======== INPUT DATA

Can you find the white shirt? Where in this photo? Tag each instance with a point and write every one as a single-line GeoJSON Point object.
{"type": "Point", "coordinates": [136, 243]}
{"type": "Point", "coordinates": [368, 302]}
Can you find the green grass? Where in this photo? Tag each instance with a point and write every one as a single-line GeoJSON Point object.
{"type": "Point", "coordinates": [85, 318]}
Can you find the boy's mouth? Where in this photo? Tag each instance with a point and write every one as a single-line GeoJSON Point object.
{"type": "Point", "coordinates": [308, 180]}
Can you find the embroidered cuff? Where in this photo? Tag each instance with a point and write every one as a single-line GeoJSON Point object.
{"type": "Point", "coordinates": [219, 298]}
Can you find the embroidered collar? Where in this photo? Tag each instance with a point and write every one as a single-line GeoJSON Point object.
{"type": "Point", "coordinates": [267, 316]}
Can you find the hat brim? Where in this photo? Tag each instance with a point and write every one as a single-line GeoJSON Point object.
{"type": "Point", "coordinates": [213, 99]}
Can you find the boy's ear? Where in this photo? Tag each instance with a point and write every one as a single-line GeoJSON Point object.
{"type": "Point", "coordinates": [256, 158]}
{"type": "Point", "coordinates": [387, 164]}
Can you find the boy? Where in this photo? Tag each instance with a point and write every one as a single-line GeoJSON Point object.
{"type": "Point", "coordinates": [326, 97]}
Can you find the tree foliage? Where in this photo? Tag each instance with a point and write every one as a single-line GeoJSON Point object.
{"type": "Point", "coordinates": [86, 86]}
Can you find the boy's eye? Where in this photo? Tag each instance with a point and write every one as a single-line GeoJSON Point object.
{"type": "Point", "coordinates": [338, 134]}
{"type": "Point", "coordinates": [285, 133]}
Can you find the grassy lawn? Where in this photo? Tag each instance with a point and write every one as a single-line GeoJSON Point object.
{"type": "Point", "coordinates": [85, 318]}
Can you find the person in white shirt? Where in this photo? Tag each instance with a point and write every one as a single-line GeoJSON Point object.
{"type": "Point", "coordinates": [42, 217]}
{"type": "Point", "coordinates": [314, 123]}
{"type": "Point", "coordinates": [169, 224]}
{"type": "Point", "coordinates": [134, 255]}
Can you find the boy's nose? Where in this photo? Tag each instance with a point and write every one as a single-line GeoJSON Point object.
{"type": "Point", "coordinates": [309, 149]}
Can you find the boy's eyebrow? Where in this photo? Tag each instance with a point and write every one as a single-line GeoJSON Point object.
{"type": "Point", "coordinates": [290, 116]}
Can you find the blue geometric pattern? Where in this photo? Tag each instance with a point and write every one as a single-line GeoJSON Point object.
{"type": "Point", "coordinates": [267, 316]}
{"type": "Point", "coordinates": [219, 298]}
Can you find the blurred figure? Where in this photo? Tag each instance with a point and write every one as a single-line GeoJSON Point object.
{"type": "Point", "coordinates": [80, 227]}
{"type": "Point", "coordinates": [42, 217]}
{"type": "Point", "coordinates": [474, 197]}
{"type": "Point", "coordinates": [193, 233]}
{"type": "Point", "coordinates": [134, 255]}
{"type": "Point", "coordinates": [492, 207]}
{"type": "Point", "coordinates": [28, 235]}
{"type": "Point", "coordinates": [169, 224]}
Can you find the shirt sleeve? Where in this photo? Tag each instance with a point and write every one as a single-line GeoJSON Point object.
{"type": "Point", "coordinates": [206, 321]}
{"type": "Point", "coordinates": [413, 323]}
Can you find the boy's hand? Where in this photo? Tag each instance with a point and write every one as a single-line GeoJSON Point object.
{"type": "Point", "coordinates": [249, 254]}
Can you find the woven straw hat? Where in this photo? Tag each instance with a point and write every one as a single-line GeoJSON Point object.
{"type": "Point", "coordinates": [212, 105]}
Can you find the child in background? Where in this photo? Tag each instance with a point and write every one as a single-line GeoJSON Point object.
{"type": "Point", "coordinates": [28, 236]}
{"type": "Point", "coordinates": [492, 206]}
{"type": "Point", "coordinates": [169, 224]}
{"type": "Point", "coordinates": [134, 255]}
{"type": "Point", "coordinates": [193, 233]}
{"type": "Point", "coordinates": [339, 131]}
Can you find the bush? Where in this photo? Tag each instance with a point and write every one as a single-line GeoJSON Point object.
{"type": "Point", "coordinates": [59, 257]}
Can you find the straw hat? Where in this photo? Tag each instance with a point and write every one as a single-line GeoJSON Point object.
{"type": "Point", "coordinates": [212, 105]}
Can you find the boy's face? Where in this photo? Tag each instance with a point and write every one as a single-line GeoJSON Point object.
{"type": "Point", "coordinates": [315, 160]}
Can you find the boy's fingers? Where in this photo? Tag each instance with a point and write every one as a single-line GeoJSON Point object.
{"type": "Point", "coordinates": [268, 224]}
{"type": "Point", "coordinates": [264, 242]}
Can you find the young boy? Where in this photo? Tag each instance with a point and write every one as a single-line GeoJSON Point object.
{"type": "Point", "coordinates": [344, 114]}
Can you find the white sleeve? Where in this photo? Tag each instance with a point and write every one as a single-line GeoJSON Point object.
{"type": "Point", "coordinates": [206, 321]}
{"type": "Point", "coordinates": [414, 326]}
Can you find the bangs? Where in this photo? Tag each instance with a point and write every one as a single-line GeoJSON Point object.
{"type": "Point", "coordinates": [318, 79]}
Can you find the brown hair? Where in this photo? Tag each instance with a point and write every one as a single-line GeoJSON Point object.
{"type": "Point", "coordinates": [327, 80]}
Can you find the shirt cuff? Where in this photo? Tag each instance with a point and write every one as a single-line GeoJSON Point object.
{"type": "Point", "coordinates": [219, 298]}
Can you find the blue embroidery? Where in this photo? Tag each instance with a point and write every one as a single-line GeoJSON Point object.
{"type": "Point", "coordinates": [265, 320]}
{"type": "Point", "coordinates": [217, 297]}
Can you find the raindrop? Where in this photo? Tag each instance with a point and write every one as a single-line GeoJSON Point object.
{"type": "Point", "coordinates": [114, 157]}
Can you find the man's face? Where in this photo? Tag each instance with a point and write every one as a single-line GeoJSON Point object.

================

→ **EXERCISE**:
Repeat, word for word, all of the data shown above.

→ **REPLY TO THE TASK**:
Can you find the white shirt? Where in this photo? Tag each instance with a point and write every one as a single-line GeoJSON Point object.
{"type": "Point", "coordinates": [136, 243]}
{"type": "Point", "coordinates": [368, 302]}
Can you find the green grass? Where in this photo? Tag each instance with a point and write every one as a single-line GeoJSON Point object.
{"type": "Point", "coordinates": [85, 318]}
Can you find the boy's mouth? Where in this photo? Tag each instance with a point and write every one as a single-line GeoJSON Point object.
{"type": "Point", "coordinates": [308, 180]}
Can you find the embroidered cuff? Where in this photo? Tag each instance with a point and write every one as a single-line GeoJSON Point object.
{"type": "Point", "coordinates": [219, 298]}
Can you find the embroidered collar? Where in this photo? Tag each instance with a point and write every one as a single-line GeoJSON Point object.
{"type": "Point", "coordinates": [267, 316]}
Can you find the hat brim? Where in this photo? Tag each instance with a point and write every one as a single-line GeoJSON Point object.
{"type": "Point", "coordinates": [213, 99]}
Can you find the boy's ear? Where in this photo? Tag each instance with a point and write every one as a single-line GeoJSON Point object.
{"type": "Point", "coordinates": [256, 158]}
{"type": "Point", "coordinates": [387, 164]}
Can you find the boy? Where in this photo? Tag each instance with a point and write every one as a single-line GeoJSON Point object.
{"type": "Point", "coordinates": [326, 97]}
Can you find the tree foliage? Where in this photo? Tag each instance with a point and write every one as a single-line GeoJSON Point object.
{"type": "Point", "coordinates": [86, 86]}
Can you find the boy's eye? Where in this photo? Tag each instance with a point and write every one as a single-line GeoJSON Point object.
{"type": "Point", "coordinates": [338, 134]}
{"type": "Point", "coordinates": [285, 133]}
Can you find the grassy lawn? Where in this photo? Tag each instance with a point and write every one as a single-line GeoJSON Point object.
{"type": "Point", "coordinates": [85, 318]}
Can you find the person in white shirt? Where in this photo? Tag each instance with a point and write every one as a single-line GeoJSON Point object.
{"type": "Point", "coordinates": [42, 217]}
{"type": "Point", "coordinates": [314, 123]}
{"type": "Point", "coordinates": [169, 224]}
{"type": "Point", "coordinates": [134, 255]}
Can you find the boy's nose? Where in this photo? Tag each instance with a point and write every one as a single-line GeoJSON Point object.
{"type": "Point", "coordinates": [309, 149]}
Can you find the boy's eyebrow? Where in this photo? Tag each instance with a point and write every one as a single-line GeoJSON Point object.
{"type": "Point", "coordinates": [290, 116]}
Can you find the blue geometric pattern? Where in this photo? Tag each instance with a point and write every one as a single-line GeoJSON Point object.
{"type": "Point", "coordinates": [267, 316]}
{"type": "Point", "coordinates": [219, 298]}
Can you find the blurred figure? Where in this photo? Tag each instance with a point and write every one as a single-line GeoJSON Point object.
{"type": "Point", "coordinates": [80, 227]}
{"type": "Point", "coordinates": [42, 217]}
{"type": "Point", "coordinates": [474, 197]}
{"type": "Point", "coordinates": [193, 233]}
{"type": "Point", "coordinates": [134, 255]}
{"type": "Point", "coordinates": [492, 207]}
{"type": "Point", "coordinates": [28, 235]}
{"type": "Point", "coordinates": [169, 224]}
Can you find the shirt sleeve? Where in this photo? Tag each instance with a point and write every one as a single-line GeoJSON Point object.
{"type": "Point", "coordinates": [206, 321]}
{"type": "Point", "coordinates": [413, 323]}
Can you find the boy's hand? Where in this photo? Tag each instance with a point and write every one as a single-line GeoJSON Point object.
{"type": "Point", "coordinates": [249, 254]}
Can you find the woven straw hat? Where in this photo? Tag each instance with a point and write every one as a single-line GeoJSON Point object.
{"type": "Point", "coordinates": [212, 105]}
Can you find the child in background? Where in this photo? Tag each instance with a point and write every one as a single-line GeoJSON Point object.
{"type": "Point", "coordinates": [28, 236]}
{"type": "Point", "coordinates": [492, 206]}
{"type": "Point", "coordinates": [169, 224]}
{"type": "Point", "coordinates": [134, 255]}
{"type": "Point", "coordinates": [193, 233]}
{"type": "Point", "coordinates": [339, 131]}
Can you find the bush? Where in this photo? Tag each instance with a point and write every one as a single-line GeoJSON Point object.
{"type": "Point", "coordinates": [59, 257]}
Can you find the straw hat? Where in this photo? Tag each instance with a point and write every one as a single-line GeoJSON Point object.
{"type": "Point", "coordinates": [212, 105]}
Can you find the boy's face? Where in this photo? Tag each instance with a point and write every one as a single-line GeoJSON Point object.
{"type": "Point", "coordinates": [315, 160]}
Can you find the boy's fingers? Where in this photo? Tag each instance with a point and write every one as a single-line GeoJSON Point object.
{"type": "Point", "coordinates": [268, 224]}
{"type": "Point", "coordinates": [264, 242]}
Can you find the young boy? Where in this photo? Tag each instance with a point and write every one as a single-line GeoJSON Point object.
{"type": "Point", "coordinates": [344, 114]}
Can you find the white sleeve? Where in this photo? Tag each instance with a point and write every one as a single-line GeoJSON Point object.
{"type": "Point", "coordinates": [206, 321]}
{"type": "Point", "coordinates": [414, 326]}
Can you find the bangs? Where in this photo? Tag each instance with a point and write every one as a single-line GeoJSON Point object.
{"type": "Point", "coordinates": [318, 79]}
Can you find the brown hair? Where in this photo? Tag each instance with a point and write every one as a single-line GeoJSON Point object.
{"type": "Point", "coordinates": [327, 80]}
Can you find the shirt cuff? Where in this photo? Tag each instance with a point and write every one as a single-line GeoJSON Point object.
{"type": "Point", "coordinates": [219, 298]}
Can you find the blue embroidery? Where in this photo? Tag each instance with a point and write every one as a single-line GeoJSON Point object.
{"type": "Point", "coordinates": [265, 320]}
{"type": "Point", "coordinates": [217, 297]}
Can you find the raindrop? Where in this photo? Tag each instance with a point and write every one as a single-line GeoJSON Point object.
{"type": "Point", "coordinates": [114, 157]}
Can you find the man's face? Where in this photo? Tag each instance with a point and write every one as a single-line GeoJSON Point object.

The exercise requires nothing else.